• _RECORD LIST_:
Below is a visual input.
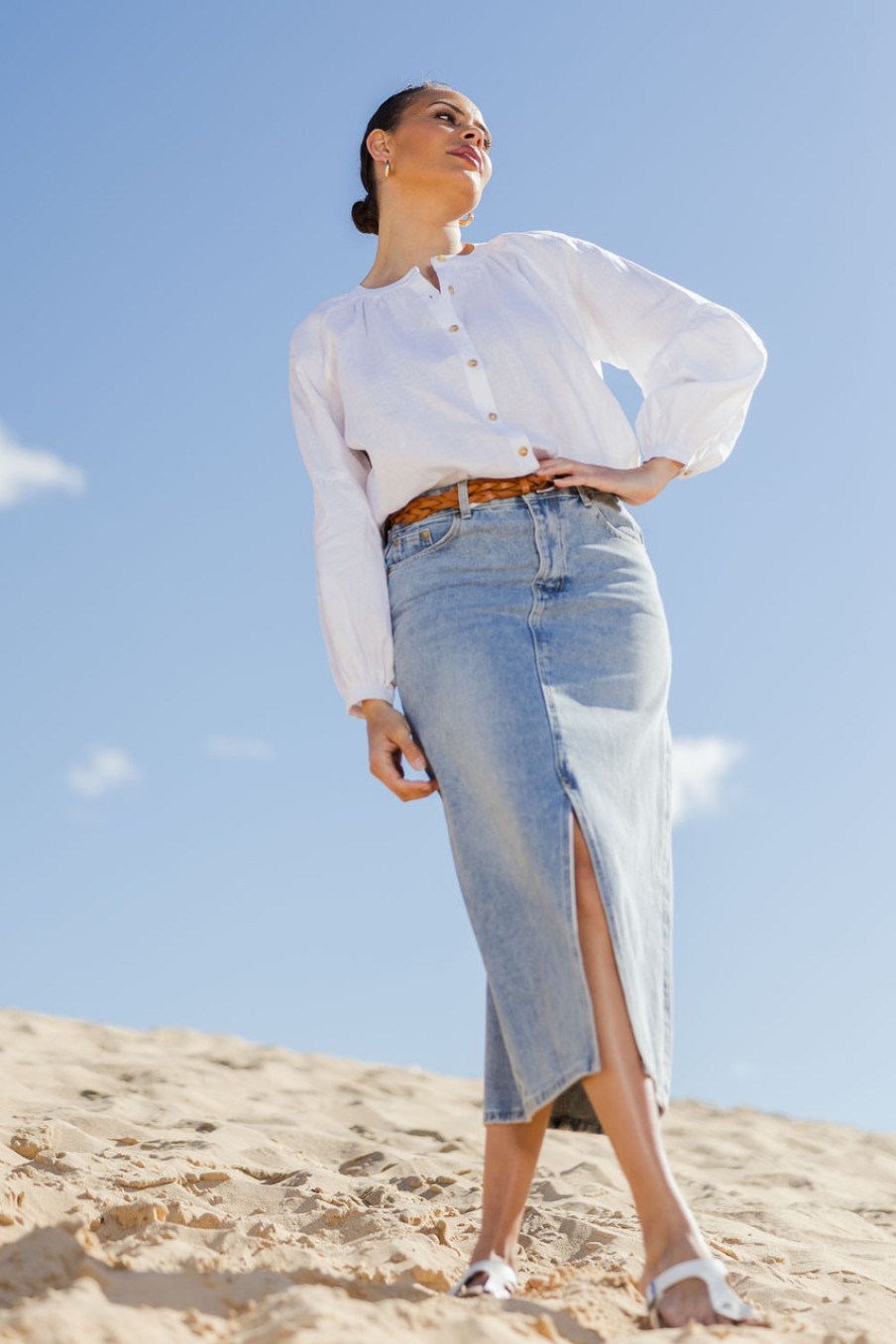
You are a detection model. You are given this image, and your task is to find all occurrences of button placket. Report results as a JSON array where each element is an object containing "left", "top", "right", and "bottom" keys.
* * *
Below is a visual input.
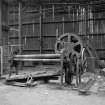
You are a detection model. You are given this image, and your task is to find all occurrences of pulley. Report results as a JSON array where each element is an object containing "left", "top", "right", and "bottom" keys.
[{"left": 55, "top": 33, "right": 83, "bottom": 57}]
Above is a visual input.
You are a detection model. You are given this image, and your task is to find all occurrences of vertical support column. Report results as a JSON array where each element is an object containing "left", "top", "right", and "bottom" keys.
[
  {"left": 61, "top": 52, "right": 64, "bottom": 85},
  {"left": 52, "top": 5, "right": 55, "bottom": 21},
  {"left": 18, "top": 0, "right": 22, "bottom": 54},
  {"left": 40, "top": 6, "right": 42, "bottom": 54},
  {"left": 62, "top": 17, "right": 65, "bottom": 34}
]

• _WHAT THE EXERCISE ASKS_: Please gather every line above that contains the string "JSON" and copy each one in full.

• _THE RESPONSE_:
You are a detection model. You are given this image, and your task is to find all occurrences of button placket. Report results as a JSON array where each element is an object containing "left", "top", "right", and "bottom" keys.
You are a detection model. You are given this image, and your task is to find all occurrences of pulley. Report results as a JSON array where each element is an object containing "left", "top", "right", and "bottom" keys.
You are a detection model. You are given this image, and your task is to find all occurrences of vertical support column. Report results as a JSON array where each element is an object containing "left", "top", "right", and "bottom" keys.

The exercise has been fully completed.